━━━━━ RECORDS ━━━━━

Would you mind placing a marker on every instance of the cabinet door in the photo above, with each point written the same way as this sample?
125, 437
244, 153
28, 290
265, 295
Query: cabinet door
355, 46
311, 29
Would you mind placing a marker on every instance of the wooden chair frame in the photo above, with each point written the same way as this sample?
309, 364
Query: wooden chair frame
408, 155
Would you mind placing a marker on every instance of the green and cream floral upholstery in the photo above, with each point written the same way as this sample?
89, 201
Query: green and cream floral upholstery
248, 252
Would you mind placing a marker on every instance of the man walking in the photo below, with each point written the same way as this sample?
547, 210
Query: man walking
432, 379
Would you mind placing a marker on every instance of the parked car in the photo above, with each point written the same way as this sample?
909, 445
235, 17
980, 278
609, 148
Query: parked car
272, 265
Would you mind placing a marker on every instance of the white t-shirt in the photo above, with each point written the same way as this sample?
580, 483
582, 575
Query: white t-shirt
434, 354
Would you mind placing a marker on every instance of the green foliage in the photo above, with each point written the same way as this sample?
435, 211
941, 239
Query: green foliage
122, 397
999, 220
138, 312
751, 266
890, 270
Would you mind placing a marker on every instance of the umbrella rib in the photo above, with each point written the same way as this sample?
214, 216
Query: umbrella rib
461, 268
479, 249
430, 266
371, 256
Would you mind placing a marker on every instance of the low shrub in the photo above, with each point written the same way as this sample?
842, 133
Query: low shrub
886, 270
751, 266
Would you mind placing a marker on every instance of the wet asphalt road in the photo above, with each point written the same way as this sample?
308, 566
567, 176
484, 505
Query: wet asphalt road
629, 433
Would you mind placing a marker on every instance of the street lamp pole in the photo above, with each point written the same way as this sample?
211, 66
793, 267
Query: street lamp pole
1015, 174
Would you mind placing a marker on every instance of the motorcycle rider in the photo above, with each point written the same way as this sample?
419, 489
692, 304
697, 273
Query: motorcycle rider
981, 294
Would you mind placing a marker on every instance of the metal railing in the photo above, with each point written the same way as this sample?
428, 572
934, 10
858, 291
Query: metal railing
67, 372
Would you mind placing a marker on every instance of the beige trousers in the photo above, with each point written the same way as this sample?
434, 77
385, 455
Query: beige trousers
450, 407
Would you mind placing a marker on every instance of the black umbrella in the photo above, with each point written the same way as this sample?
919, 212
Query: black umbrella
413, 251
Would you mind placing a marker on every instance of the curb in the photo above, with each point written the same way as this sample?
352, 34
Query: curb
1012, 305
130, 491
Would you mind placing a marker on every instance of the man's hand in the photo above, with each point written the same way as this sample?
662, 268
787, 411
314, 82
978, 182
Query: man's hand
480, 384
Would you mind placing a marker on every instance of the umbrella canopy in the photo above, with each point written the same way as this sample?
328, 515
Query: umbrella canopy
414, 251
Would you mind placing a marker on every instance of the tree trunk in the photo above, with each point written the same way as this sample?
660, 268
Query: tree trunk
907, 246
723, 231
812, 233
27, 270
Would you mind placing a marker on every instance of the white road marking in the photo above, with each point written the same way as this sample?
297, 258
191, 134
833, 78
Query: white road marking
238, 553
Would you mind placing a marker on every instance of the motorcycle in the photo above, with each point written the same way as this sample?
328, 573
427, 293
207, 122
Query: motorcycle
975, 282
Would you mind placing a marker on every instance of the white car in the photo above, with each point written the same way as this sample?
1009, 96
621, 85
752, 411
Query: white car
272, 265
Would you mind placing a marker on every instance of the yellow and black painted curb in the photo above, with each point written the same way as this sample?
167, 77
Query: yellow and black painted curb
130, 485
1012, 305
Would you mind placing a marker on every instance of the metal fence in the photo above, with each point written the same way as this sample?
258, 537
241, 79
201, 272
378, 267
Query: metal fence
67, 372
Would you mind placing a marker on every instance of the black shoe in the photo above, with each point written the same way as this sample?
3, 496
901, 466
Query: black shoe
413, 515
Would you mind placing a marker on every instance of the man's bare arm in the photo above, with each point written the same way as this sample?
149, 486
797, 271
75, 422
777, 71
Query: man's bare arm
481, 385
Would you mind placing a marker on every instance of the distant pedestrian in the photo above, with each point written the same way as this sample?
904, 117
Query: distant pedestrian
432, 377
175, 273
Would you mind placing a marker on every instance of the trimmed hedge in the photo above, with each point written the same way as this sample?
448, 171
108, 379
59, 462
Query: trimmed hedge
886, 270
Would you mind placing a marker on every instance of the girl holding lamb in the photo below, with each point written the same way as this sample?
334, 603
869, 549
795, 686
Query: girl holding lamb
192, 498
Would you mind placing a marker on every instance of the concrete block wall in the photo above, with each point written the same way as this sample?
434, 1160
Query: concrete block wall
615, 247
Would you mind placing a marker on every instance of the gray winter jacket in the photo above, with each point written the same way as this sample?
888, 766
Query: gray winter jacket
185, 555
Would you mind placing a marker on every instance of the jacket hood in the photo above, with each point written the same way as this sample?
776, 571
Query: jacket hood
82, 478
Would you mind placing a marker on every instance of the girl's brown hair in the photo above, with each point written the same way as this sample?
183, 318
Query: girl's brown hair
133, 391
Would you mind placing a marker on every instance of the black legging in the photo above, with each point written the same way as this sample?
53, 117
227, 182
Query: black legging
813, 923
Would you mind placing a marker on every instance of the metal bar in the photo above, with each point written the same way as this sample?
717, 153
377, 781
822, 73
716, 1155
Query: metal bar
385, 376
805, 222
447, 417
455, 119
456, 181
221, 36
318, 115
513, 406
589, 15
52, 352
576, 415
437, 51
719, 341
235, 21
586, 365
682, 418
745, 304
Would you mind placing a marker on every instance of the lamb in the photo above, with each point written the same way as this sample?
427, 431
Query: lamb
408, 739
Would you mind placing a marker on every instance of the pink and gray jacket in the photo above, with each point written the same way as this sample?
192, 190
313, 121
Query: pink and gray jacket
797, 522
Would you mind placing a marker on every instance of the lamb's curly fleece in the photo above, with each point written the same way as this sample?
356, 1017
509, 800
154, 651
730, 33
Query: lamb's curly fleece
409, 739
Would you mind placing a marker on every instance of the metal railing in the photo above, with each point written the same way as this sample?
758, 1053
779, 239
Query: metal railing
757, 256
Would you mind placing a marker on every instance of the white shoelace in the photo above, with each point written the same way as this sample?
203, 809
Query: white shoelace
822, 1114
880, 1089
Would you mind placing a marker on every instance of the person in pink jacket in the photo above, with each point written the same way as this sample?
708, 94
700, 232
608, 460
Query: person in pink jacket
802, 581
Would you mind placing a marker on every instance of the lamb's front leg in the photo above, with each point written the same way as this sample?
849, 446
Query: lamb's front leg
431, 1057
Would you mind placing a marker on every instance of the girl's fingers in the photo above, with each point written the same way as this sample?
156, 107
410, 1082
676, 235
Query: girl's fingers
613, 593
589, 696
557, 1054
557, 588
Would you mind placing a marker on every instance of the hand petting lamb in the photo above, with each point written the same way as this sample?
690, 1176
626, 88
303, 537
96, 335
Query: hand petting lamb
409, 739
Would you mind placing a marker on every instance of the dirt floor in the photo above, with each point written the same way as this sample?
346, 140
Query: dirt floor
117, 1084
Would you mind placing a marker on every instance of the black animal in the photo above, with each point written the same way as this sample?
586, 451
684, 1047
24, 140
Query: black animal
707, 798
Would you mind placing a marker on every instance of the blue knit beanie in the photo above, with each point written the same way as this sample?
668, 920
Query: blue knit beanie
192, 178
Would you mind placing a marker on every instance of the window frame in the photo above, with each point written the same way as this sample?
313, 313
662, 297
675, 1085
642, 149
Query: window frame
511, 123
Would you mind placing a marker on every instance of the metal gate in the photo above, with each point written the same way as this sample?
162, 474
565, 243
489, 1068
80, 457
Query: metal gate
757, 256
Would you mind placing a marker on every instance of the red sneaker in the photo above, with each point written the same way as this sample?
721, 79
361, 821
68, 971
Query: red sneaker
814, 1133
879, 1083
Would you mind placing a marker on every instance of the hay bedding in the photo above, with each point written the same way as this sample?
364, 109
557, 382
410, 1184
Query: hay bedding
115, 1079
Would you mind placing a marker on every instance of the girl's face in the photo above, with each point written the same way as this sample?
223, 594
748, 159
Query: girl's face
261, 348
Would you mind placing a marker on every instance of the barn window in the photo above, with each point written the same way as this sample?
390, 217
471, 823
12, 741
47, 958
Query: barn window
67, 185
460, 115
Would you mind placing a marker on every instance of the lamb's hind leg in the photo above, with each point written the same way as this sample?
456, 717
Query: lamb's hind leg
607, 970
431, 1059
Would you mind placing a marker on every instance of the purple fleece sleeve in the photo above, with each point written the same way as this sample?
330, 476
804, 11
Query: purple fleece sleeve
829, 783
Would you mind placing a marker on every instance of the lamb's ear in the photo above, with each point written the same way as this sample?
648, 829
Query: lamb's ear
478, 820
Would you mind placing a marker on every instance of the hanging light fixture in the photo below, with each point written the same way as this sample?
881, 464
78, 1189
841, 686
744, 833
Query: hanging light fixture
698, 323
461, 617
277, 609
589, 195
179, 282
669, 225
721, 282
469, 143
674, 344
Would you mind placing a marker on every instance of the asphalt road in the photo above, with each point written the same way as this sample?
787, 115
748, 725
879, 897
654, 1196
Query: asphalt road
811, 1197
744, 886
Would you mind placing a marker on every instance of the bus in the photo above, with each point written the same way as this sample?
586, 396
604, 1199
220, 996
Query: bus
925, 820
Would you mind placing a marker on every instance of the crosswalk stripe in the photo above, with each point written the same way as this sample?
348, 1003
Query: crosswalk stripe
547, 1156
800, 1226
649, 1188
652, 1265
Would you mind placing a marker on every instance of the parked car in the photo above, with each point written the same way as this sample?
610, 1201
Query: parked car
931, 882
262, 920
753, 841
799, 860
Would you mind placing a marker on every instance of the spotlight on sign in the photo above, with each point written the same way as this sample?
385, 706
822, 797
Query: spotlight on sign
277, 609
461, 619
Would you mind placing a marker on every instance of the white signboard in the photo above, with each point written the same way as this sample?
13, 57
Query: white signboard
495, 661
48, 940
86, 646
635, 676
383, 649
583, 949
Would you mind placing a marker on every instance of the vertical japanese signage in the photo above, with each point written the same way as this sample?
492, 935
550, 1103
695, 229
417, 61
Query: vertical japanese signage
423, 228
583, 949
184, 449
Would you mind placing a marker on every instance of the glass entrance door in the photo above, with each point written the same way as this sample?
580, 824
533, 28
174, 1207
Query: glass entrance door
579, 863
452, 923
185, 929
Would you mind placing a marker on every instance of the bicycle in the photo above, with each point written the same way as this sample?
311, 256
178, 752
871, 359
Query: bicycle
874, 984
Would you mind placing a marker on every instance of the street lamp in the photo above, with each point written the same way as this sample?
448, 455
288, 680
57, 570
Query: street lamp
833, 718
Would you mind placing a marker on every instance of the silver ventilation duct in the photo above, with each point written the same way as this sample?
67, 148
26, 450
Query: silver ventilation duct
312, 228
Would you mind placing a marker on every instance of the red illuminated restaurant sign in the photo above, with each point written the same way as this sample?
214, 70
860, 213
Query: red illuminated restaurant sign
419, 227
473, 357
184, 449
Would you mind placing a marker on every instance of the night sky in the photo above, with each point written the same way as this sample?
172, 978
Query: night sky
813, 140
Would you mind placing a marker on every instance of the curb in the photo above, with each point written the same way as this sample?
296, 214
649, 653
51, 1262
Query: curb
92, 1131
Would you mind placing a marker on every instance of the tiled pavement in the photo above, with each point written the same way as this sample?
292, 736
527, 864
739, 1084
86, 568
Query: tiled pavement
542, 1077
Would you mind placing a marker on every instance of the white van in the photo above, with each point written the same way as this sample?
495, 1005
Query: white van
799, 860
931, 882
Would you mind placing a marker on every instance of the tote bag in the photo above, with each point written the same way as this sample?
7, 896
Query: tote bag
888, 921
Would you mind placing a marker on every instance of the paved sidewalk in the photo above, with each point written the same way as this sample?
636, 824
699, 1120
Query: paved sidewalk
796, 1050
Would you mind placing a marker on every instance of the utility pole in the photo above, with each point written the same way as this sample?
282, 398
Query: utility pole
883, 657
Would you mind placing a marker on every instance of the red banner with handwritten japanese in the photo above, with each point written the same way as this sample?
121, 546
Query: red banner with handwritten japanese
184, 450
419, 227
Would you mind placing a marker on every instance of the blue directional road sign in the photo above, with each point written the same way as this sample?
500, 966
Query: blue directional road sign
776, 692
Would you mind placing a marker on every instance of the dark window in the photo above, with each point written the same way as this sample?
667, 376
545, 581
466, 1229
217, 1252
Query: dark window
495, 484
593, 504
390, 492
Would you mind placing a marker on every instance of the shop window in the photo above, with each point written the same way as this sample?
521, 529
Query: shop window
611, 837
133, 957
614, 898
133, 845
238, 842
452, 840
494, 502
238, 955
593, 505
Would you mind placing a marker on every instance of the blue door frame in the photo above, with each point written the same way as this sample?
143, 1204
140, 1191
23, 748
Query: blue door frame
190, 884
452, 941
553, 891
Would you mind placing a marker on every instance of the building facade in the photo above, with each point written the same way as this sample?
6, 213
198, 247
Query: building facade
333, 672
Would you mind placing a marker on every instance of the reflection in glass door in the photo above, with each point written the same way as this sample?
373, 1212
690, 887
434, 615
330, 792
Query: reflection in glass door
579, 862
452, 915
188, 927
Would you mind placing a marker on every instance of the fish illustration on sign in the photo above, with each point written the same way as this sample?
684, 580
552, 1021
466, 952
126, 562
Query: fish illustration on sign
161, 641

━━━━━

TASK DIRECTIONS: Go line by line through the records and copy those that contain the word "below".

WORKED SOLUTION:
Would you mind placing a marker on every instance of the man walking in the photo below, with each point written the same way as this sample?
Would you mind placing a marker on every instance of the girl holding lamb in the photo below, with each point written the same way as this sample?
Would you mind placing a marker on every instance of the hanging light fixture in the photo below, with each point written the same way as this sample?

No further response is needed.